*** Opening READING TEXT ***
TUCSON, Ariz., Sept. 22, 2015 (GLOBE NEWSWIRE) -- On Wednesday, Sept 23, 2015, the Association of American Physicians and Surgeons (AAPS) is bringing physicians to Capitol Hill to brief Congress on the impact of government requirements such as the ICD-10 diagnostic codes on patient care.
The briefing is from noon to 1:00 p.m. in Room 2203, Rayburn building. Lunch will be provided; registration is required.
Physicians will discuss both how bureaucratic red tape is strangling patient care and how physicians who practice outside of government and insurance company control are lowering costs for patients while providing high-quality medical care.
Despite the outpouring of opposition from physicians and their patients, AAPS notes, Congress has refused to relent on the mandate to use ICD-10 diagnostic coding as of Oct 1—or not get paid. Proponents claim that ICD-10 will increase efficiency, reduce costs, and improve quality. We have heard this before, AAPS states, with respect to the Affordable Care Act, but Massachusetts, the poster child for ACA, recently announced that growth in healthcare costs doubled in 2014.
Al Fisher, M.D., a family physician in Wisconsin, writes that ICD-10 makes 30 years worth of experience in ICD-9 obsolete overnight. To comply with ICD-10, an office needs to buy new computers and new software and hire expensive consultants. One consultant offered his services to Dr. Fisher's office for $3,000 per month. Fisher notes that nationwide costs for implementing ICD-10 are estimated to be as high as $13.5 billion. "No wonder small offices are closing and doctors are selling out to hospitals at an increasing rate," he states.
Fisher concludes that ICD-10 is of zero benefit to patients, but researchers want patient data—which should be confidential. Additionally, he writes, "there is an entire industry that feeds on medical coding."
Also presenting will be AAPS past president Juliette Madrigal-Dersch, M.D., who practices internal medicine and pediatrics in Texas. Her third-party-free practice was featured in the Wall Street Journal in 2013. Increasing numbers of physicians are following her lead, AAPS notes, so that they can concentrate on their patients instead of increasing burdensome regulations that destroy the patient-physician relationship.
The Association of American Physicians and Surgeons (AAPS) is a national organization representing physicians in all specialties, founded in 1943 to preserve private medicine and the patient-physician relationship.
*** Closing READING TEXT ***
> _QUESTIONS TO ANSWER_
• a. Duplicate the part of the press release that runs from "The Association of American Physicians and Surgeons (AAPS) is a" to "and the patient-physician relationship.".
• b. Summarize the press release in two sentences.
The lines that follow this press release have nothing to do with it.
*** Opening DATA FOR REVIEW ***
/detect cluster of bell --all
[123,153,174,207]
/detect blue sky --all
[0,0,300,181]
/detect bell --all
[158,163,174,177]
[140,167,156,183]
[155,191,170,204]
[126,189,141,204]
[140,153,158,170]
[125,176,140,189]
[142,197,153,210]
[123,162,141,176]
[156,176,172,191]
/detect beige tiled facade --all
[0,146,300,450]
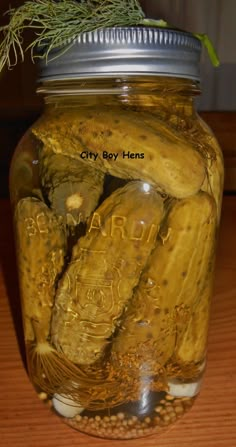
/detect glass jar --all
[11,28,223,439]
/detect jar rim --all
[38,26,202,82]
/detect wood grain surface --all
[0,200,236,447]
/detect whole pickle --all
[39,148,104,225]
[51,182,163,365]
[32,107,205,198]
[111,192,216,375]
[14,197,66,341]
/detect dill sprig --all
[0,0,218,71]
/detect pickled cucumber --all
[40,148,104,225]
[175,281,212,365]
[51,182,163,365]
[112,192,216,375]
[14,197,66,341]
[32,108,205,198]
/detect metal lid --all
[39,27,201,81]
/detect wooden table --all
[0,200,236,447]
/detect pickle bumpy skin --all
[39,148,104,225]
[112,192,216,374]
[14,197,66,341]
[51,182,163,365]
[32,107,205,198]
[175,280,212,364]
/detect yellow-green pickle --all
[10,21,224,439]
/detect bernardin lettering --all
[88,212,158,244]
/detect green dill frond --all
[0,0,144,71]
[0,0,219,71]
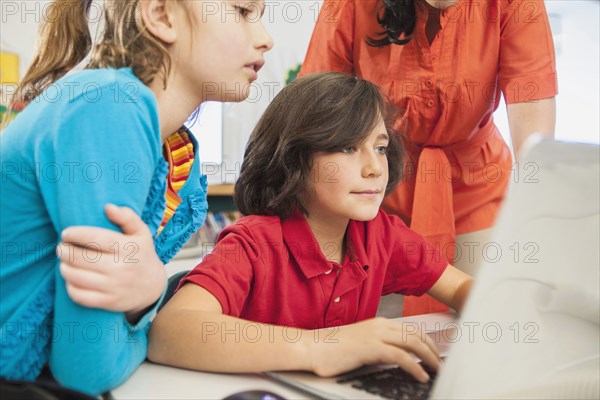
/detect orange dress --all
[300,0,558,315]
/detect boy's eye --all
[376,146,387,154]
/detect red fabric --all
[181,211,448,329]
[300,0,558,315]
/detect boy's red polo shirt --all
[181,211,448,329]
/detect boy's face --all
[305,119,389,224]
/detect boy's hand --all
[309,318,440,382]
[56,204,167,322]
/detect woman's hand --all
[56,204,167,322]
[309,318,440,382]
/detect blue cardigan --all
[0,68,207,394]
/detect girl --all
[0,0,272,394]
[148,73,472,381]
[300,0,558,315]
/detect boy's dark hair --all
[235,72,404,219]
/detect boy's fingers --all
[104,204,148,235]
[386,334,440,371]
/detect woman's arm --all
[148,283,439,381]
[506,97,556,155]
[427,265,473,313]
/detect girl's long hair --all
[367,0,417,47]
[3,0,184,124]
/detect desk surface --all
[112,313,453,400]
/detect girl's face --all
[305,115,389,226]
[172,0,273,102]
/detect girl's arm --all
[148,283,439,381]
[427,265,473,313]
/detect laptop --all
[267,137,600,399]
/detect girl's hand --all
[56,204,167,322]
[309,318,440,382]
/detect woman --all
[300,0,557,315]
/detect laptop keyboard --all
[337,365,436,400]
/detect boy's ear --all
[140,0,177,44]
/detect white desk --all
[112,313,453,400]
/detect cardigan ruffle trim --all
[154,175,208,264]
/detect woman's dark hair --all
[367,0,417,47]
[235,72,404,219]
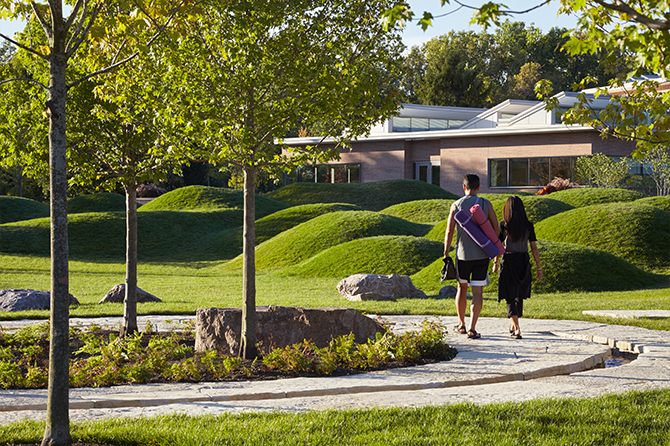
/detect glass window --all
[411,118,428,132]
[489,160,507,187]
[298,166,314,183]
[417,166,428,183]
[393,117,412,132]
[528,158,552,186]
[428,119,449,130]
[347,164,361,183]
[316,164,330,183]
[509,158,528,186]
[430,164,440,186]
[550,158,572,180]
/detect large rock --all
[195,305,385,355]
[98,283,162,304]
[337,274,426,301]
[0,289,79,311]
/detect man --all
[444,174,498,339]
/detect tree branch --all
[593,0,670,31]
[0,34,49,61]
[65,4,102,57]
[0,77,50,91]
[449,0,552,15]
[65,0,88,34]
[67,0,186,89]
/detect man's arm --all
[444,204,456,258]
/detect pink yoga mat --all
[454,209,500,258]
[470,204,505,257]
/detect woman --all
[493,196,542,339]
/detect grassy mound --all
[0,209,249,262]
[266,180,458,211]
[547,187,644,208]
[535,202,670,270]
[0,195,51,224]
[140,186,288,219]
[426,194,574,242]
[637,196,670,212]
[227,211,427,270]
[412,240,669,297]
[286,235,443,278]
[380,199,454,223]
[224,203,363,251]
[67,193,126,214]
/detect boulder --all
[0,289,79,311]
[337,274,426,301]
[195,305,385,355]
[438,285,472,299]
[98,283,162,304]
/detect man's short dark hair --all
[463,173,479,190]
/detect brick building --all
[286,92,635,193]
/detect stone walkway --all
[0,316,670,423]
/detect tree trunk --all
[119,179,137,337]
[42,1,72,446]
[240,165,258,359]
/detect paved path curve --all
[0,316,670,423]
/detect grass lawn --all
[5,255,670,330]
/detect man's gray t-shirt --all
[454,195,489,260]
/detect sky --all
[0,0,577,47]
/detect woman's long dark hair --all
[503,195,528,242]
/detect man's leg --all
[456,282,468,327]
[470,285,484,330]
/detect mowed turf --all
[535,202,670,271]
[67,193,126,214]
[637,195,670,212]
[223,211,430,270]
[139,186,288,218]
[284,235,444,278]
[266,180,458,211]
[0,195,50,224]
[412,240,670,295]
[379,199,454,223]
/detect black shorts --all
[456,259,489,286]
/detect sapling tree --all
[575,153,630,187]
[69,49,185,337]
[171,0,403,358]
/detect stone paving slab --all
[0,316,670,423]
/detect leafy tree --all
[575,153,629,187]
[418,52,490,107]
[169,0,402,358]
[69,49,186,337]
[0,0,194,445]
[0,42,48,196]
[510,62,542,100]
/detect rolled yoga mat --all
[454,209,500,258]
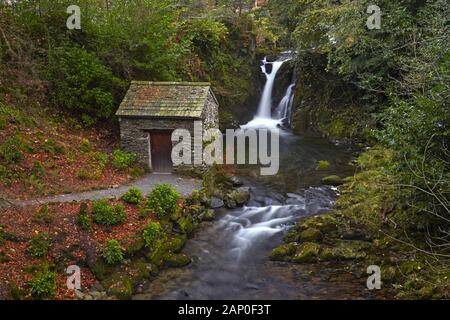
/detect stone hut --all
[116,81,219,173]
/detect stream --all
[134,54,384,300]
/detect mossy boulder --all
[88,258,114,281]
[283,229,299,243]
[292,242,320,263]
[125,237,145,257]
[319,241,370,261]
[101,258,157,300]
[269,243,297,261]
[225,187,250,208]
[107,277,133,300]
[400,260,423,275]
[202,209,216,221]
[299,228,323,241]
[322,175,344,186]
[167,235,187,253]
[317,160,330,170]
[299,214,338,235]
[146,239,170,267]
[164,253,192,268]
[177,214,194,235]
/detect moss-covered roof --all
[116,81,211,118]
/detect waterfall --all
[276,83,295,124]
[241,51,295,129]
[256,58,287,119]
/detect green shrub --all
[102,239,124,264]
[93,152,109,170]
[80,139,92,153]
[33,205,54,224]
[0,224,5,246]
[112,150,136,170]
[48,46,123,124]
[31,161,46,178]
[42,138,65,155]
[147,184,180,219]
[142,222,162,248]
[28,266,56,299]
[77,203,92,231]
[122,188,143,204]
[0,102,35,126]
[77,167,102,180]
[0,135,26,163]
[317,160,330,170]
[92,200,126,226]
[27,233,51,258]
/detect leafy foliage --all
[112,149,136,170]
[77,203,92,231]
[122,188,143,204]
[102,239,124,265]
[27,233,51,258]
[28,266,57,299]
[142,222,162,248]
[92,200,126,226]
[49,47,122,124]
[0,135,26,163]
[147,184,180,219]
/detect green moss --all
[33,205,54,224]
[317,160,330,170]
[27,233,51,258]
[167,235,187,253]
[178,214,194,235]
[300,228,323,241]
[103,274,134,300]
[292,242,320,263]
[164,253,191,268]
[322,175,344,186]
[269,243,297,261]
*** Closing DATA FOR REVIEW ***
> _RESULTS OF THE EXERCISE_
• a.
The Association of American Physicians and Surgeons (AAPS) is a national organization representing physicians in all specialties, founded in 1943 to preserve private medicine and the patient-physician relationship.

• b. The Association of American Physicians and Surgeons is bringing physicians to Capitol Hill on Sept. 23, 2015, to brief Congress on how government requirements such as the ICD-10 diagnostic codes affect patient care. Family physician Al Fisher writes that complying with ICD-10 requires new computers, software and expensive consultants and is of zero benefit to patients, and AAPS past president Juliette Madrigal-Dersch, who runs a third-party-free practice, will also present.